Task set
• A. Set down the stretch of the excerpt on splitting CSV in Java from "Java lib or" through "was mine requirement.", word for word.
• B. In the records, replace "dark hair" with "black hair" everywhere and give them again with nothing else changed. Leave the pictures out.

Excerpt
....

Java lib or app to convert CSV to XML file?
I would not advise a regex answer from Bart, I find parsing solution better in this particular case (as Fabian proposed). I've tried regex solution and own parsing implementation I have found that:
Parsing is much faster than splitting with regex with backreferences - ~20 times faster for short strings, ~40 times faster for long strings.
Regex fails to find empty string after last comma. That was not in original question though, it was mine requirement.
My solution and test below.
String tested = "foo,bar,c;qual=\"baz,blurb\",d;junk=\"quux,syzygy\",";
long start = System.nanoTime();
String[] tokens = tested.split(",(?=([^\"]*\"[^\"]*\")*[^\"]*$)");
long timeWithSplitting = System.nanoTime() - start;
start = System.nanoTime();
List<String> tokensList = new ArrayList<String>();
boolean inQuotes = false;
StringBuilder b = new StringBuilder();
for (char c : tested.toCharArray()) {
switch (c) {
case ',':
if (inQuotes) {
b.append(c);
} else {
tokensList.add(b.toString());
b = new StringBuilder();
}
break;
case '\"':
inQuotes = !inQuotes;
default:
b.append(c);
break;
}
}
tokensList.add(b.toString());
long timeWithParsing = System.nanoTime() - start;
System.out.println(Arrays.toString(tokens));
System.out.println(tokensList.toString());
System.out.printf("Time with splitting:\t%10d\n",timeWithSplitting);
System.out.printf("Time with parsing:\t%10d\n",timeWithParsing);
Of course you are free to change switch to else-ifs in this snippet if you feel uncomfortable with its ugliness. Note then lack of break after switch with separator. StringBuilder was chosen instead to StringBuffer by design to increase speed, where thread safety is irrelevant.
You're in that annoying boundary area where regexps almost won't do (as has been pointed out by Bart, escaping the quotes would make life hard) , and yet a full-blown parser seems like overkill.
If you are likely to need greater complexity any time soon I would go looking for a parser library. For example this one
I was impatient and chose not to wait for answers... for reference it doesn't look that hard to do something like this (which works for my application, I don't need to worry about escaped quotes, as the stuff in quotes is limited to a few constrained forms):
final static private Pattern splitSearchPattern = Pattern.compile("[\",]");
private List<String> splitByCommasNotInQuotes(String s) {
if (s == null)

....

Point-based annotation records
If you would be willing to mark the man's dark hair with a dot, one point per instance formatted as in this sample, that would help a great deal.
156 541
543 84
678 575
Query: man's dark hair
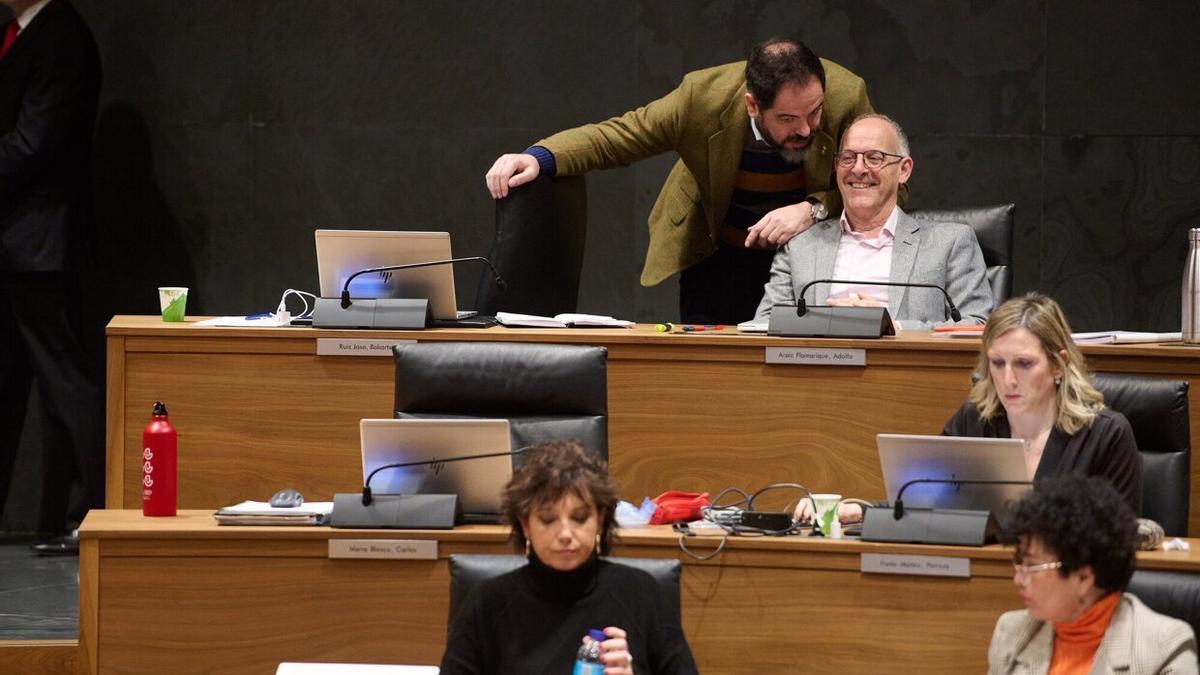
779 61
1083 521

....

Task responses
• A.
Java lib or app to convert CSV to XML file?
I would not advise a regex answer from Bart, I find parsing solution better in this particular case (as Fabian proposed). I've tried regex solution and own parsing implementation I have found that:
Parsing is much faster than splitting with regex with backreferences - ~20 times faster for short strings, ~40 times faster for long strings.
Regex fails to find empty string after last comma. That was not in original question though, it was mine requirement.

• B.
If you would be willing to mark the man's black hair with a dot, one point per instance formatted as in this sample, that would help a great deal.
156 541
543 84
678 575
Query: man's black hair
779 61
1083 521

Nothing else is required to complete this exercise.